Goal -
Could you swap "Found at" for "Located at" in the part that opens with the line containing "Reviewer note: verify that every instance of the damaged" and closes with the line containing "<point>763,230</point>", and return only those lines with nothing else changed?

■ ■ ■ ■ ■

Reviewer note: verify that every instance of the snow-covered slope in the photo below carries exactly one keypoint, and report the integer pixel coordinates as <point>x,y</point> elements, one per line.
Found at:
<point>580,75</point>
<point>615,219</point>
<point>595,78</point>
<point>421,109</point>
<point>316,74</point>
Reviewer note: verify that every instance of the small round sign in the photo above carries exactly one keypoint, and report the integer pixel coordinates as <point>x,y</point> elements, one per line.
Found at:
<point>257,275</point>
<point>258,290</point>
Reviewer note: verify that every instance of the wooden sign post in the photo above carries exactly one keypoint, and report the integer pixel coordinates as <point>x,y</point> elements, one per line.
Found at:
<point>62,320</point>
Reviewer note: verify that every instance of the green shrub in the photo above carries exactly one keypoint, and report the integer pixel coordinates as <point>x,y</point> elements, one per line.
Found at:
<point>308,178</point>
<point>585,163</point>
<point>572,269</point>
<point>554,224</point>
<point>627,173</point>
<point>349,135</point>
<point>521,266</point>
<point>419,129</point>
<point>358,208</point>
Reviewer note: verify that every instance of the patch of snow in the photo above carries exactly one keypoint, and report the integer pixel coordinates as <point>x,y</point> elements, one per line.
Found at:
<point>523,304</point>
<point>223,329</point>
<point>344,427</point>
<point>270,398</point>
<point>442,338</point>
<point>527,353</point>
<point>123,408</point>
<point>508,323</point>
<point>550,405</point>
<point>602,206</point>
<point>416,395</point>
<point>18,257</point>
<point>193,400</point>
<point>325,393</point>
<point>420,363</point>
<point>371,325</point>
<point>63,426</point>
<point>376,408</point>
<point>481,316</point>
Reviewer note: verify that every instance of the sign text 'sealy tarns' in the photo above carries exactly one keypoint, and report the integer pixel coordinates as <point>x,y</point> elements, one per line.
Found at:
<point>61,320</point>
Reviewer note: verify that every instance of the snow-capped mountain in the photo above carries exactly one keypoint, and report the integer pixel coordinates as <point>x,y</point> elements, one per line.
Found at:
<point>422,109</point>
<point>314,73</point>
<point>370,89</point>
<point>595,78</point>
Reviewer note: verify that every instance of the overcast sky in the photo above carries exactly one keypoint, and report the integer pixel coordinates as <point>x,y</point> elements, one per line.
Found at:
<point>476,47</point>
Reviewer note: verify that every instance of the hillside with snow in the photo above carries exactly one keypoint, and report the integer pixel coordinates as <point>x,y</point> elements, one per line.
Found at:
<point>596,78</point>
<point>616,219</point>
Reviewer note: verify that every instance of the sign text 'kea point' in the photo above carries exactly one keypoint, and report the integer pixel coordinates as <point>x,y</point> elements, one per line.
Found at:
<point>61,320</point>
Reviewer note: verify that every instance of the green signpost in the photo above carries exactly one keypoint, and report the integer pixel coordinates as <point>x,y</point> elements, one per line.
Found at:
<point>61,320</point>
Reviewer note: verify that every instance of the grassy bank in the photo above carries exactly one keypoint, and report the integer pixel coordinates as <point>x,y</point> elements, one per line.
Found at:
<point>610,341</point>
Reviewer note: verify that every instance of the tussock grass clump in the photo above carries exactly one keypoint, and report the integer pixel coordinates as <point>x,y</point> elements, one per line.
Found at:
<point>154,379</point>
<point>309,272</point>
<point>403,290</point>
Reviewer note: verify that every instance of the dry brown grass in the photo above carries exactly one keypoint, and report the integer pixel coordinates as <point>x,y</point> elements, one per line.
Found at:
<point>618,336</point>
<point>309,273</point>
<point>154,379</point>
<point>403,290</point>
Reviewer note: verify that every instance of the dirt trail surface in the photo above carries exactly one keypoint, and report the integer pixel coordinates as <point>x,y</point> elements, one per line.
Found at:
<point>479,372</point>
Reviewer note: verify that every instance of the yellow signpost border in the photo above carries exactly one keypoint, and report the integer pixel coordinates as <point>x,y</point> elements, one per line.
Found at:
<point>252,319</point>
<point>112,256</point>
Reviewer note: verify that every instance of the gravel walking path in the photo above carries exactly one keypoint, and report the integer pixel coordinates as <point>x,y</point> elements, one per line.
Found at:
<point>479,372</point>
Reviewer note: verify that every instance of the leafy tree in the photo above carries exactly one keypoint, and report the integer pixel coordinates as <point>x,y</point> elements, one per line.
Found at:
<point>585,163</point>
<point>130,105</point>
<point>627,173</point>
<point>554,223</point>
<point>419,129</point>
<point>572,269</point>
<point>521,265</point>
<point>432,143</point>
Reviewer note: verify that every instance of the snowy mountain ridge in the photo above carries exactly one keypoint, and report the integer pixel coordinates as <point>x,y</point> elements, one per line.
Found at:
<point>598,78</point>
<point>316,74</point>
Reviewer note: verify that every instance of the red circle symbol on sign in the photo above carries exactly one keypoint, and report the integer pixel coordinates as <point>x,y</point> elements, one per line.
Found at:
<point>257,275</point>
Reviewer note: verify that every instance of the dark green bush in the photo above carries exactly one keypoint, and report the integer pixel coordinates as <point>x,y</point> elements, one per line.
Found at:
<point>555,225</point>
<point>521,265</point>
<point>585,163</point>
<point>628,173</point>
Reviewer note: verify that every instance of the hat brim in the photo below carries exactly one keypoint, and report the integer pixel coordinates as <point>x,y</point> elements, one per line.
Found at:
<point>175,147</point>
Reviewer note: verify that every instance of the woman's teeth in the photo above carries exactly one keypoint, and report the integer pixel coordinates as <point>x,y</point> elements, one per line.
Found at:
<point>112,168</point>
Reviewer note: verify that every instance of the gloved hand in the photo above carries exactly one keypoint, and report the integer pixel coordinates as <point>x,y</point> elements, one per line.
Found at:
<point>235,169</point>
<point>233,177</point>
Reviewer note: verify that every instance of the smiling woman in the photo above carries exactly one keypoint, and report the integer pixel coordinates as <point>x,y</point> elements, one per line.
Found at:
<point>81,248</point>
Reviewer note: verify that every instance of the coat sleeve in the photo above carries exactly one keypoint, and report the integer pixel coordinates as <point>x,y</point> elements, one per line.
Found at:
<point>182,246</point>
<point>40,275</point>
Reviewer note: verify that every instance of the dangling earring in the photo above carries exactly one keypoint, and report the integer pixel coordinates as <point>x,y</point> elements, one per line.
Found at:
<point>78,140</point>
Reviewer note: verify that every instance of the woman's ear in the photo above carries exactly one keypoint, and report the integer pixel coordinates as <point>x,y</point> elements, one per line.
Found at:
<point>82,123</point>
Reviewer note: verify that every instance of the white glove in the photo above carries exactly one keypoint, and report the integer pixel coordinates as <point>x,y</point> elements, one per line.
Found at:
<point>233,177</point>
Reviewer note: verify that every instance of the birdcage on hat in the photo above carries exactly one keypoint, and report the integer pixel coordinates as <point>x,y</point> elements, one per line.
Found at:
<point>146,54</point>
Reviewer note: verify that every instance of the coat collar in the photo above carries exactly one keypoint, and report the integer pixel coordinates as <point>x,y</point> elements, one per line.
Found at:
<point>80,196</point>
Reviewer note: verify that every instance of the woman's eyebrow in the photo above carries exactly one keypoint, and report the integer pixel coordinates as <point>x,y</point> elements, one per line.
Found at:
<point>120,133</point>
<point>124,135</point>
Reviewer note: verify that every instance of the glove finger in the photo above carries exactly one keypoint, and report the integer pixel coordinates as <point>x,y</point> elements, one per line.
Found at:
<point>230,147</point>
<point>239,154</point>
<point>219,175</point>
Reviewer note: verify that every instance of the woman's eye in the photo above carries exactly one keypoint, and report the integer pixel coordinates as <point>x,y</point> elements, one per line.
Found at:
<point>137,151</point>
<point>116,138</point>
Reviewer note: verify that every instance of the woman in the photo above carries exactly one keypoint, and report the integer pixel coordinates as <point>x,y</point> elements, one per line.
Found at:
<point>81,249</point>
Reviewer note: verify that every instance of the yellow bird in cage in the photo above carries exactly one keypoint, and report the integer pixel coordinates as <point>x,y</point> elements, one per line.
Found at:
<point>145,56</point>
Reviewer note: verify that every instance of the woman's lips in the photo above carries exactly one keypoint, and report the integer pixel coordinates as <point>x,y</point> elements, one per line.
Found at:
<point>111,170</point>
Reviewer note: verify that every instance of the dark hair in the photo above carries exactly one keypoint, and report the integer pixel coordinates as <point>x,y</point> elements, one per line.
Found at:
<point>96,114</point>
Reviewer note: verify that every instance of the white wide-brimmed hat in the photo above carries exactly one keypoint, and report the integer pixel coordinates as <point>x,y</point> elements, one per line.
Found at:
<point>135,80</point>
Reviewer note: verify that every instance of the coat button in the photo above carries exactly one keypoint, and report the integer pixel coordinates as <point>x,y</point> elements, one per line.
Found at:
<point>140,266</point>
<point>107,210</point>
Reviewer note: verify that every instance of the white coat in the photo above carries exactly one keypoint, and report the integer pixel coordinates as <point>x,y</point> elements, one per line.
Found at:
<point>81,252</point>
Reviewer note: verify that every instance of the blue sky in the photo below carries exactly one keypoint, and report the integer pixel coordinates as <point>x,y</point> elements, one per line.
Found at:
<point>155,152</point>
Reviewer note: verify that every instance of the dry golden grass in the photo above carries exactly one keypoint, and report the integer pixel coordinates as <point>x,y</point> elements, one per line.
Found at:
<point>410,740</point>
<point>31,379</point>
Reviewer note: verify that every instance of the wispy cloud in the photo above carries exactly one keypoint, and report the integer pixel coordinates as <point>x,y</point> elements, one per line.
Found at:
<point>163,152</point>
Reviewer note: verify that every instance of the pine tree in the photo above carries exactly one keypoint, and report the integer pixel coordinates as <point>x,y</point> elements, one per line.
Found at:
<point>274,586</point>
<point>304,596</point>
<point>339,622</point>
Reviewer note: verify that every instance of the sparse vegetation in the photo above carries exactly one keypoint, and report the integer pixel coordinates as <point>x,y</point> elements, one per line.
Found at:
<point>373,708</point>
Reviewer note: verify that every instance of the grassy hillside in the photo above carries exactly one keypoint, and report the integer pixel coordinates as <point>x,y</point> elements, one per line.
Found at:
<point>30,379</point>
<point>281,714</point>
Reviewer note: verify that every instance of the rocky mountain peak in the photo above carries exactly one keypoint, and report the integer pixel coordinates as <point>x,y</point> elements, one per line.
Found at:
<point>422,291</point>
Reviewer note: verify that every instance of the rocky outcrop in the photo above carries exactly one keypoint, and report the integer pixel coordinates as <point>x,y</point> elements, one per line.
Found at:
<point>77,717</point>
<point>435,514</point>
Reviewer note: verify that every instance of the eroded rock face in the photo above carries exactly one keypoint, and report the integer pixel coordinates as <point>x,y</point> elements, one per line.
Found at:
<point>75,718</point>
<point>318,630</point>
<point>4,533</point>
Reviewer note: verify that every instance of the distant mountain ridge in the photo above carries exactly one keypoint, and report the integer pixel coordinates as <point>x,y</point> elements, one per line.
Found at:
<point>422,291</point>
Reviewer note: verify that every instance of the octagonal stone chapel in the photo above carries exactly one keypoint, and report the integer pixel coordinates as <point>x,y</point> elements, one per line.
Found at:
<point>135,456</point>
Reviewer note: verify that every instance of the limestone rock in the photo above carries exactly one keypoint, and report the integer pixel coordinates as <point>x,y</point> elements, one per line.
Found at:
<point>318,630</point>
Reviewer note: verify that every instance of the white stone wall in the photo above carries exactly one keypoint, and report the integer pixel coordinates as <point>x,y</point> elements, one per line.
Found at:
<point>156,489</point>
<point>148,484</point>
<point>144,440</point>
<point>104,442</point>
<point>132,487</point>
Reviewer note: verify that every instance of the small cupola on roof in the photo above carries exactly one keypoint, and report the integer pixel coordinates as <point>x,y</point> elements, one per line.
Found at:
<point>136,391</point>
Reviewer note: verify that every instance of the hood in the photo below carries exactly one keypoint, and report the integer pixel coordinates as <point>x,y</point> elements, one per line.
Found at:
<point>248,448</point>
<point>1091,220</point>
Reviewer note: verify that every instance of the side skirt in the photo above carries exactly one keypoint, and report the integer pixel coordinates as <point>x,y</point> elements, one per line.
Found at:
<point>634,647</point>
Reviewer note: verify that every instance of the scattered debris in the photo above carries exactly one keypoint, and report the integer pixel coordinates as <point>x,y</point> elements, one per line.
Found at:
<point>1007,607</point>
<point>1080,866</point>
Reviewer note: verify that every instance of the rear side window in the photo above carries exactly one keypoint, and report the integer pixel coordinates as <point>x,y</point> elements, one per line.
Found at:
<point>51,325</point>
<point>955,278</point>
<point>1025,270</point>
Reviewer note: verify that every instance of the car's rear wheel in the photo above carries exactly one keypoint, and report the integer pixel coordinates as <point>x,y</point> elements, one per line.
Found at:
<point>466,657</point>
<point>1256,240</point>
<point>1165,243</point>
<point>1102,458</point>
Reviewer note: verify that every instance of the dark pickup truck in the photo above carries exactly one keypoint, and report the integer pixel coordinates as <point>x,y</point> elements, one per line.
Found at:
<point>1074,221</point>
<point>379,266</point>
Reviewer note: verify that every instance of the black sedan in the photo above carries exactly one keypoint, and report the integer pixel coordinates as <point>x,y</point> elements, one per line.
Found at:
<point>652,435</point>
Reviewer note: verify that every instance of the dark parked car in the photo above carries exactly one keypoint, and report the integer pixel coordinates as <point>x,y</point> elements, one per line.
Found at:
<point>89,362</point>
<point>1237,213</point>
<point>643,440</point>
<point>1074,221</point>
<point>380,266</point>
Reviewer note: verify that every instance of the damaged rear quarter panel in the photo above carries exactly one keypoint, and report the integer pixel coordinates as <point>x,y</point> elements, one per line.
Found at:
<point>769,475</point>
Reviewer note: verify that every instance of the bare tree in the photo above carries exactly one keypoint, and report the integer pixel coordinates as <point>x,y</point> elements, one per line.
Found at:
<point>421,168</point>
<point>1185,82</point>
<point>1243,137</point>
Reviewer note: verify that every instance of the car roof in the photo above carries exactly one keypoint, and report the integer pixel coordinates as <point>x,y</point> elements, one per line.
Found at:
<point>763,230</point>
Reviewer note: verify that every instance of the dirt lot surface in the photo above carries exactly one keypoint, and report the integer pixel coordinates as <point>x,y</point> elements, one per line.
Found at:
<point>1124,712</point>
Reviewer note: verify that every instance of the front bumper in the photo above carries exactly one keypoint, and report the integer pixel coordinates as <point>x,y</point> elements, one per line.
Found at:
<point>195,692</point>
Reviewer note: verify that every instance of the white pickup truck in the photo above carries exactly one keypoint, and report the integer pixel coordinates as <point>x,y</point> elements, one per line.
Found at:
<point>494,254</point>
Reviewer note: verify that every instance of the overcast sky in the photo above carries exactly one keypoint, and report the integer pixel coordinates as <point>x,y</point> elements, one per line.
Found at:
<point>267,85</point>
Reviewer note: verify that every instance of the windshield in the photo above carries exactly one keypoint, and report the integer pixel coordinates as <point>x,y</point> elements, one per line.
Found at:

■ ■ ■ ■ ■

Result below -
Reviewer note: verify that every instance of the damaged rear quarter panel in the photo above carries exactly one keypoint, and report the integer pixel coordinates as <point>x,y</point> elements, one per line.
Located at:
<point>769,475</point>
Reviewer note: verify that every instance of the bare tree in the photo above carries exactly one keypoint, and report the integer pixel coordinates as <point>x,y</point> elements, one per line.
Located at:
<point>421,168</point>
<point>1185,82</point>
<point>1243,137</point>
Reviewer note: verify that every instance of the car roof in the photo above carries exactly one keypoint, and report the integer pixel coordinates as <point>x,y</point> elements, one per line.
Located at:
<point>763,230</point>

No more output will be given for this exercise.